### Task
Render all the lines of the entries below as a single numbered list, omitting any blank lines.

### Exercise material
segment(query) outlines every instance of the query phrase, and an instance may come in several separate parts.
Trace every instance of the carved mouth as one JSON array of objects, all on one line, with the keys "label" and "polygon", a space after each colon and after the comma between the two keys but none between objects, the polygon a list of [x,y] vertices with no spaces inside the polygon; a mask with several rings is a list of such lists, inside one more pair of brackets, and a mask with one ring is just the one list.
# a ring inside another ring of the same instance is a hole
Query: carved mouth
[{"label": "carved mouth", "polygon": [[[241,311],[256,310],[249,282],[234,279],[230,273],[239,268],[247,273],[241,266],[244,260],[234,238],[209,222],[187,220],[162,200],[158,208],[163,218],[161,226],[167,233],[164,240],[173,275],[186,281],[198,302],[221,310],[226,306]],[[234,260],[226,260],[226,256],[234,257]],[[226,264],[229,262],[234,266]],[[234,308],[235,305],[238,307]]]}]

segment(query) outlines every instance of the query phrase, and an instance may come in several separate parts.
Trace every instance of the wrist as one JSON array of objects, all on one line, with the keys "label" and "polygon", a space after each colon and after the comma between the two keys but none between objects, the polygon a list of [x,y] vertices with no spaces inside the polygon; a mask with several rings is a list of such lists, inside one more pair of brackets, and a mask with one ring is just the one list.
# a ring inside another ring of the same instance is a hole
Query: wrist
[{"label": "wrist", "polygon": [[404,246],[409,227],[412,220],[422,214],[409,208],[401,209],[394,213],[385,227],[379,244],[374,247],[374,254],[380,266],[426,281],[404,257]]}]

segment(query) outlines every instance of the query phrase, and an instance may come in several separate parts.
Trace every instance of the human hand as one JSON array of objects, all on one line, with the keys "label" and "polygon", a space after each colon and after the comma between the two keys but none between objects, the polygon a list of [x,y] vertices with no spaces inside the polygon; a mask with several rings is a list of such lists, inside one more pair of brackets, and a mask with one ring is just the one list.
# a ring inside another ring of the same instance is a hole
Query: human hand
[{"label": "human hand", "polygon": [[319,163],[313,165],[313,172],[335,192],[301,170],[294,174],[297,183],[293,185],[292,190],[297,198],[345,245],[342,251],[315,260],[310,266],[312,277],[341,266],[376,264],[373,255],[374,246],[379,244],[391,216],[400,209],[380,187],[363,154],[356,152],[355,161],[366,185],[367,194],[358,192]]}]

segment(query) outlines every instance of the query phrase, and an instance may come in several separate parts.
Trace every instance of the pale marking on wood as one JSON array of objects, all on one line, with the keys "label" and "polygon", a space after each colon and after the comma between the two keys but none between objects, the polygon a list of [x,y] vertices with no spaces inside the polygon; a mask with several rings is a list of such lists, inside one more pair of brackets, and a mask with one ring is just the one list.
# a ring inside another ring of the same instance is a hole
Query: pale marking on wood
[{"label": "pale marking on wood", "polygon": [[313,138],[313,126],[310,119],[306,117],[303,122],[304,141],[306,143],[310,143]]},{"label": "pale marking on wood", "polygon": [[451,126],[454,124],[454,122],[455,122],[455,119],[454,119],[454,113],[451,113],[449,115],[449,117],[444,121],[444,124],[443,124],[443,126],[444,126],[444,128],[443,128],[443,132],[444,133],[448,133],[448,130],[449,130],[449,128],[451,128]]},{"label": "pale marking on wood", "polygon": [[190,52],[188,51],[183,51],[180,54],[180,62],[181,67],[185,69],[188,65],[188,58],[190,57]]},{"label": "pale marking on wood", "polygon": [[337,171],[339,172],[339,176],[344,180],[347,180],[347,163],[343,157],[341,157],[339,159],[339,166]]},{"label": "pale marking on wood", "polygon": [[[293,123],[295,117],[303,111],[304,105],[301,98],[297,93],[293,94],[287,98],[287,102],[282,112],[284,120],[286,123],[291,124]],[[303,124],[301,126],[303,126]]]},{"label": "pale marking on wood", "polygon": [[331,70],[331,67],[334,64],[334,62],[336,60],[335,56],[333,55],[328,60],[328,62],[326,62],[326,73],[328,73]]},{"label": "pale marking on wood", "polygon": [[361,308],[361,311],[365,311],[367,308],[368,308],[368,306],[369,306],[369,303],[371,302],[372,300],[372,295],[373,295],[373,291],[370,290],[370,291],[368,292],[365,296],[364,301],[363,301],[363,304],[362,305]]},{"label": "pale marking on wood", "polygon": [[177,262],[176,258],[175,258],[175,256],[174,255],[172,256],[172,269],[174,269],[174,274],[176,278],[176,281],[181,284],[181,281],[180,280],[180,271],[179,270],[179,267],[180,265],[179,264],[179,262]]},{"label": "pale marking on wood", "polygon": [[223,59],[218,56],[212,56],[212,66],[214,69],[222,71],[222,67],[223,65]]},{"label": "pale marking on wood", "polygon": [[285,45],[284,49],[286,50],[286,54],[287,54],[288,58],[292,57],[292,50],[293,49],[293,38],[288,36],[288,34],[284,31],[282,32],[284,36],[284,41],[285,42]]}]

### Output below
1. segment(query) outlines every instance of the query phrase, and an instance may come in several separate parts.
2. Trace every instance of the carved mouth as one JSON array of objects, all on one line, with the keys "label" and "polygon", a space after each colon and after the comma between the two keys but none between objects, the polygon a list of [x,y] vertices with no spaces inside the polygon; a mask with several rings is a list of such lists, inside one more pair of brackets, and a mask with one ring is just the one list.
3. # a ring inside another ring of the same instance is a hole
4. Query: carved mouth
5. [{"label": "carved mouth", "polygon": [[[241,311],[256,310],[249,282],[234,279],[230,273],[239,268],[247,273],[241,266],[244,260],[234,238],[209,222],[187,220],[162,200],[158,208],[163,218],[161,226],[167,233],[164,240],[173,275],[186,281],[198,302],[221,310],[226,306]],[[234,260],[226,260],[226,256],[234,257]],[[226,264],[229,262],[234,266]],[[234,308],[235,305],[238,307]]]}]
6. segment(query) outlines every instance of the query phrase, and an instance may come in several separate parts.
7. Trace every instance of the wrist as one JSON array of objects, all on one line, with the keys "label" and "polygon", a space after each colon and after the comma between the two keys but none between objects, the polygon a list of [x,y] vertices with no spaces inside the polygon; a mask with several rings is a list of such lists, inside one more pair of brackets, and a mask with one ring is just the one list.
8. # a ring inside another ring of the same instance is a hole
9. Query: wrist
10. [{"label": "wrist", "polygon": [[404,246],[409,227],[412,220],[422,214],[409,208],[401,209],[394,213],[385,227],[379,244],[374,247],[374,254],[380,266],[426,281],[404,257]]}]
11. segment(query) outlines every instance of the query phrase, and an instance may come in several separate parts.
12. Trace every instance of the human hand as one JSON array of objects, all on one line, with the keys "label" and "polygon", a space after each colon and after the comma between the two keys but none between objects, the polygon a list of [x,y] vertices with no spaces inside the polygon; a mask with several rings is a list of such lists, inside one more pair of brackets, and a mask with one ring is just the one list.
13. # a ring inside another ring of the same instance is a hole
14. Query: human hand
15. [{"label": "human hand", "polygon": [[319,163],[313,165],[313,172],[335,192],[301,170],[294,174],[297,183],[293,185],[292,190],[297,198],[345,245],[342,251],[315,260],[310,266],[312,277],[341,266],[376,264],[373,255],[374,246],[379,244],[391,216],[400,209],[380,187],[363,154],[356,152],[355,161],[366,185],[367,194],[358,192]]}]
16. segment(query) outlines every instance of the query phrase, and an instance may come in several separate parts.
17. Trace every instance of the pale marking on wood as one JSON array of objects, all on one line, with the keys "label" and "polygon", a space after each colon and after the comma between the two keys but none between objects, the polygon a list of [x,y] vertices with no spaces inside the polygon; a mask with several rings is a list of such lists, inside one more pair of brackets, and a mask with one ring is just the one list.
18. # a ring inside another ring of the same instance is a hole
19. Query: pale marking on wood
20. [{"label": "pale marking on wood", "polygon": [[313,138],[313,126],[310,119],[306,117],[303,122],[304,141],[306,143],[310,143]]},{"label": "pale marking on wood", "polygon": [[451,126],[454,124],[454,122],[455,122],[455,119],[454,119],[454,113],[451,113],[449,115],[449,117],[444,121],[444,124],[443,124],[443,126],[444,126],[444,128],[443,128],[443,132],[444,133],[448,133],[448,130],[449,130],[449,128],[451,128]]},{"label": "pale marking on wood", "polygon": [[190,52],[188,51],[183,51],[180,54],[180,62],[181,67],[185,69],[188,65],[188,58],[190,57]]},{"label": "pale marking on wood", "polygon": [[337,171],[339,172],[339,176],[344,180],[347,180],[347,163],[343,157],[341,157],[339,159],[339,166]]},{"label": "pale marking on wood", "polygon": [[[293,123],[295,117],[303,111],[304,105],[301,98],[297,93],[293,94],[287,98],[287,102],[282,112],[284,120],[286,123],[291,124]],[[303,124],[301,126],[303,126]]]},{"label": "pale marking on wood", "polygon": [[331,70],[331,67],[334,64],[334,62],[336,60],[335,56],[333,55],[328,60],[328,62],[326,62],[326,73],[328,73]]},{"label": "pale marking on wood", "polygon": [[361,308],[361,311],[365,311],[367,308],[368,308],[368,306],[369,306],[369,303],[371,302],[372,300],[372,295],[373,295],[373,291],[370,290],[370,291],[368,292],[365,296],[364,301],[363,301],[363,304],[362,305]]},{"label": "pale marking on wood", "polygon": [[177,262],[176,258],[175,258],[175,256],[174,255],[172,256],[172,269],[174,269],[174,274],[176,278],[176,281],[181,284],[181,281],[180,280],[180,271],[179,270],[179,267],[180,265],[179,264],[179,262]]},{"label": "pale marking on wood", "polygon": [[223,59],[218,56],[212,56],[212,66],[214,69],[222,71],[222,67],[223,65]]},{"label": "pale marking on wood", "polygon": [[285,45],[284,49],[286,50],[286,54],[287,54],[288,58],[292,57],[292,50],[293,49],[293,38],[288,36],[288,34],[284,31],[282,32],[284,36],[284,41],[285,42]]}]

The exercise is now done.